— BEGIN Supplied records —

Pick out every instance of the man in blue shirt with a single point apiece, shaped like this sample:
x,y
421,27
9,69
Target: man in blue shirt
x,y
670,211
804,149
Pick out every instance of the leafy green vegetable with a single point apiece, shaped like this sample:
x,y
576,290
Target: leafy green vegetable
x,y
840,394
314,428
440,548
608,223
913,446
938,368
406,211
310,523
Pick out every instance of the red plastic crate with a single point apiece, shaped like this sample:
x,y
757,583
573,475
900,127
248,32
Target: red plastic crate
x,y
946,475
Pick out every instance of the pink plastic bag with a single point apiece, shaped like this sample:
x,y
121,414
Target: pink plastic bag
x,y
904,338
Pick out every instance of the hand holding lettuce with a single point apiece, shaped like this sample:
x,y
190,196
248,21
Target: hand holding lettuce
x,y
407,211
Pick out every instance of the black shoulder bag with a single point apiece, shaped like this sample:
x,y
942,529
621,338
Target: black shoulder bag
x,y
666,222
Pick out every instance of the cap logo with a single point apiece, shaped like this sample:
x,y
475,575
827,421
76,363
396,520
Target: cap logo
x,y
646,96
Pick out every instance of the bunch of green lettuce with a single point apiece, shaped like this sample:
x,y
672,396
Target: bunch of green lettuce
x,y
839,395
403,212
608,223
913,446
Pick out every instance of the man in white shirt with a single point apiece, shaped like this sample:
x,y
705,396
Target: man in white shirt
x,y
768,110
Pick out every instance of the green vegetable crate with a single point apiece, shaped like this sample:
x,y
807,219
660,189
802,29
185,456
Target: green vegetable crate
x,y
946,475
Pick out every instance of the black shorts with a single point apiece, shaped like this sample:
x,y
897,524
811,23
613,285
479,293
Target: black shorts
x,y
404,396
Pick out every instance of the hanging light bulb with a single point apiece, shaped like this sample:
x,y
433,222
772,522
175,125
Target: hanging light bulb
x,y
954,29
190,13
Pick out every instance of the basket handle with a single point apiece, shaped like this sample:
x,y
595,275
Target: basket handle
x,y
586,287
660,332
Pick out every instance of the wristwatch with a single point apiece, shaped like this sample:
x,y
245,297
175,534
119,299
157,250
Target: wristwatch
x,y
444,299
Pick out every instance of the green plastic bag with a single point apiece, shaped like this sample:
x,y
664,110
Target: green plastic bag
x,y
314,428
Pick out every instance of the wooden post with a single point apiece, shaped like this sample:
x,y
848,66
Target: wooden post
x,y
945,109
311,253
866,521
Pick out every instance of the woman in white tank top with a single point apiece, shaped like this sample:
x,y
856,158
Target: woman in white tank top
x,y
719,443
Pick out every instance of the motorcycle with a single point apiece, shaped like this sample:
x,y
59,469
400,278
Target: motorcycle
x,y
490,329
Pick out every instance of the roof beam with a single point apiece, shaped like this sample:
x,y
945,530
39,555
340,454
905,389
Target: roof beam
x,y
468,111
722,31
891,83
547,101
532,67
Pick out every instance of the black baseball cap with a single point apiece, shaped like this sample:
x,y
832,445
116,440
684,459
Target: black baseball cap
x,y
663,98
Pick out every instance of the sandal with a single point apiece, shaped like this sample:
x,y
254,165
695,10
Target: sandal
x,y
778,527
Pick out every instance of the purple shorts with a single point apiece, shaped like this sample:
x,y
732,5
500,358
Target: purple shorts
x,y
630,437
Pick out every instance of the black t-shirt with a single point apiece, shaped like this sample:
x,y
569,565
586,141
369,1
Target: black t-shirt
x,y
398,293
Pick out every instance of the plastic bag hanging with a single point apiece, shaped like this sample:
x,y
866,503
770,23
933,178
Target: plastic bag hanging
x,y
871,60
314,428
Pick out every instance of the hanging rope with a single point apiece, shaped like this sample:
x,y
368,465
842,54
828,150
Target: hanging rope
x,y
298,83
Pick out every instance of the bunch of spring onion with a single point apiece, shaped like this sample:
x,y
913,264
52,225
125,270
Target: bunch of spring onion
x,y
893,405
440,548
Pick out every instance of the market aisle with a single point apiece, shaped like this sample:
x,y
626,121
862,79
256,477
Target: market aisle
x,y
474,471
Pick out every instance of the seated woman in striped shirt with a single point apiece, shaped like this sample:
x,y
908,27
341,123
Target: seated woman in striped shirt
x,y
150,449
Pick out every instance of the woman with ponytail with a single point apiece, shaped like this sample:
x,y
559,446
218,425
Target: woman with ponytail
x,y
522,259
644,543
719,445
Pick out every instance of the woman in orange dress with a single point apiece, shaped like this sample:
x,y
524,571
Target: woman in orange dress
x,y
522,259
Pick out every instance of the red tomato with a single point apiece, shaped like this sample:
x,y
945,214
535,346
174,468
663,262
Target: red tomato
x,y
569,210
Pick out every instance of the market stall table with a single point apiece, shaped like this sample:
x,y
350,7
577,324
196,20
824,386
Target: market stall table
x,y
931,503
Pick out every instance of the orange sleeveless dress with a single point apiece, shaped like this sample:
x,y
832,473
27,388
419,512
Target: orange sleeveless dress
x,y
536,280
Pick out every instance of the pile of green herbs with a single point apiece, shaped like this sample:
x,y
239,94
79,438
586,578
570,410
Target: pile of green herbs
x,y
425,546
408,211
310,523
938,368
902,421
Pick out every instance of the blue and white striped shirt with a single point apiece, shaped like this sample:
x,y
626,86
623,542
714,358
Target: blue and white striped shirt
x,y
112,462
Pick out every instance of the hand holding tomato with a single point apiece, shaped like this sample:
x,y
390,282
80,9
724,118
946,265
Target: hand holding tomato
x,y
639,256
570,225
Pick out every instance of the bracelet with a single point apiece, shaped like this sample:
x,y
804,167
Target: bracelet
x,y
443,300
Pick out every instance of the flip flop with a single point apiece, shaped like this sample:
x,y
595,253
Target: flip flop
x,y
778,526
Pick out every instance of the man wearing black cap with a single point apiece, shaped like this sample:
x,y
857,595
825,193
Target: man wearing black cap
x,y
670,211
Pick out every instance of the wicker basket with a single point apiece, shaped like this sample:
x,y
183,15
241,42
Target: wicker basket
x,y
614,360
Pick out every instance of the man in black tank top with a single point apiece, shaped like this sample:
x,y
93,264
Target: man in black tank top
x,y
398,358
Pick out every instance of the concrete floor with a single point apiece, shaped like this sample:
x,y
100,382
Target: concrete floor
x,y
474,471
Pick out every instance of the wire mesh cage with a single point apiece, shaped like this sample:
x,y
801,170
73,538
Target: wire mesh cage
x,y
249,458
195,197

— END Supplied records —

__Stated exercise__.
Write out all records exactly, keeping every detail.

__Exercise output__.
Pick out every instance of the man in blue shirt with a single point apiece, shaped like this sample:
x,y
421,27
9,69
Target: man in blue shirt
x,y
670,211
804,149
Pick out every instance of the leafy green vegetable with a single point apiece, shaped like this sample:
x,y
576,290
Target: leafy green vegetable
x,y
840,394
314,428
440,548
608,223
913,446
938,368
406,211
310,523
Pick out every instance of the red plastic crate with a single point apiece, shaped like this sample:
x,y
757,583
573,475
900,127
248,32
Target: red plastic crate
x,y
946,475
Pick out every instance of the pink plastic bag with a single point apiece, shaped like this sample:
x,y
121,414
Target: pink plastic bag
x,y
904,338
Pick out every instance of the hand holding lettuce with a single point apiece, shaped like this sample:
x,y
190,196
248,21
Target: hand holding lettuce
x,y
407,211
Pick out every instance of the black shoulder bag with a single point apiece, shaped like this sample:
x,y
942,529
621,338
Target: black shoulder bag
x,y
666,222
Pick out every instance of the cap logo with a single point apiece, shaped like this sample:
x,y
475,575
827,421
76,363
396,520
Target: cap logo
x,y
646,96
Pick out every instance of the bunch of green lettuce with a single point apiece, shaped like this sample:
x,y
672,396
Target: bunch of green lettuce
x,y
839,395
403,212
608,223
913,446
Pick out every instance of the man in white shirt with a single point apiece, shaped like this sample:
x,y
705,396
Target: man in white shirt
x,y
768,110
Pick out every instance of the green vegetable crate with a single point apiece, shaped like this sample:
x,y
807,219
660,189
802,29
185,456
Target: green vegetable crate
x,y
946,475
Pick out every instance of the black shorts with a single point apiece, shaped like this sample:
x,y
897,524
811,23
613,285
479,293
Target: black shorts
x,y
404,396
Pick out every instance of the hanging light bulb with a single point apiece, shaped like this sample:
x,y
433,222
772,522
175,125
Target: hanging light bulb
x,y
954,29
190,13
Pick out every instance of the basket handle with a single point apiece, shaped like this sample:
x,y
595,275
Target: basket handle
x,y
586,287
660,332
Pick out every instance of the wristwatch with a single point apiece, shaped like this sample:
x,y
245,297
175,534
119,299
157,250
Target: wristwatch
x,y
444,299
Pick out every instance of the green plastic bag with a single point apiece, shaped like this sample:
x,y
664,110
Target: green plastic bag
x,y
314,428
Pick out every instance of the wooden post with a single point apiece, shaped like this sample:
x,y
848,66
Target: wooden post
x,y
945,109
311,253
866,521
Pick out every instance of the woman in white tank top with a single point apiece, shaped like this sample:
x,y
856,158
Target: woman in white tank top
x,y
719,443
Pick out every instance of the motorcycle with a single point apiece, shaped like this sample:
x,y
59,469
400,278
Target: motorcycle
x,y
490,329
Pick out every instance of the roof beam with a single point apiece, shaped like this sample:
x,y
945,530
39,555
340,454
905,389
Target: roof beam
x,y
468,111
722,31
891,83
547,101
532,67
Pick out every instance of the black baseball cap with a single point apiece, shaped like this sample:
x,y
832,445
116,440
684,459
Target: black baseball cap
x,y
663,98
Pick out every instance of the sandal with a single point apiece, shaped like this sample:
x,y
254,165
695,10
Target: sandal
x,y
778,527
Pick out every instance of the purple shorts with a single point apiece, shaped like this sample:
x,y
732,5
500,358
Target: purple shorts
x,y
630,437
Pick out every instance of the black t-shirt with a single point apiece, shaped like this sample:
x,y
569,565
586,141
369,1
Target: black t-shirt
x,y
398,293
Pick out every instance of the plastic bag hanging with a single point apiece, shaped like this sample:
x,y
866,503
770,23
933,178
Target: plastic bag hanging
x,y
871,60
314,428
Pick out every instance of the hanging rope with a single point apiece, shaped like this sample:
x,y
368,465
842,54
828,150
Target: hanging rope
x,y
298,83
Pick out every instance of the bunch of spring onion with a single point apiece, shaped like this sample:
x,y
913,264
52,225
125,270
Target: bunch of spring onion
x,y
893,405
440,548
Pick out every instance of the market aisle with a single point apiece, shaped like this sample:
x,y
626,121
862,79
256,477
Target: market aisle
x,y
474,471
Pick out every instance of the seated woman in striped shirt with a single point apiece, shaped like this sample:
x,y
908,27
341,123
Target: seated woman in striped shirt
x,y
150,449
Pick out every instance of the woman with ponytail with a single point apiece, shaped like this sample:
x,y
559,446
218,425
Target: woman with ponytail
x,y
522,259
644,543
719,445
Pick out every instance of the woman in orange dress with a single point apiece, shaped like this sample:
x,y
524,571
Target: woman in orange dress
x,y
522,259
Pick out every instance of the red tomato with a single point apiece, shaped like this sample:
x,y
945,214
535,346
174,468
663,262
Target: red tomato
x,y
569,210
Pick out every instance of the market stall table with a single point apiece, shaped like this sample:
x,y
350,7
577,324
196,20
824,386
Target: market stall table
x,y
931,503
Pick out every instance of the orange sleeveless dress with a single point apiece, shaped like this sample:
x,y
832,473
27,388
419,512
Target: orange sleeveless dress
x,y
536,280
Pick out every instance of the pile of green herbs with a single point apiece, shaped like this sample:
x,y
239,94
79,438
586,578
570,410
Target: pile of green herbs
x,y
425,546
408,211
310,523
938,368
902,421
Pick out every instance of the blue and white striped shirt with a single point apiece, shaped like this sample:
x,y
626,86
623,542
714,358
Target: blue and white striped shirt
x,y
112,462
Pick out every instance of the hand holding tomato with a single point apiece, shaped like this sample:
x,y
390,282
80,9
724,118
946,265
Target: hand holding tomato
x,y
639,256
570,225
Pick out every instance of the bracelet with a single point apiece, shaped like this sample:
x,y
804,167
Target: bracelet
x,y
443,300
Pick out every instance of the flip flop with a single point apiece, shaped like this sample:
x,y
595,253
Target: flip flop
x,y
778,526
Pick out every instance of the man wearing black cap with a single point apiece, shaped like this sample:
x,y
857,595
825,193
Target: man wearing black cap
x,y
670,211
Pick out every instance of the wicker basket with a single point apiece, shaped like this sample:
x,y
183,15
241,42
Target: wicker basket
x,y
614,360
Pick out every instance of the man in black tank top with a single point apiece, shaped like this sample:
x,y
93,264
Target: man in black tank top
x,y
398,358
Pick out every instance of the concrete floor with a single point apiece, shaped like this sample:
x,y
100,382
Target: concrete floor
x,y
474,471
Pick out every instance of the wire mesh cage with a single point apiece, shaped like this sample:
x,y
801,170
73,538
Target: wire mesh cage
x,y
249,458
195,197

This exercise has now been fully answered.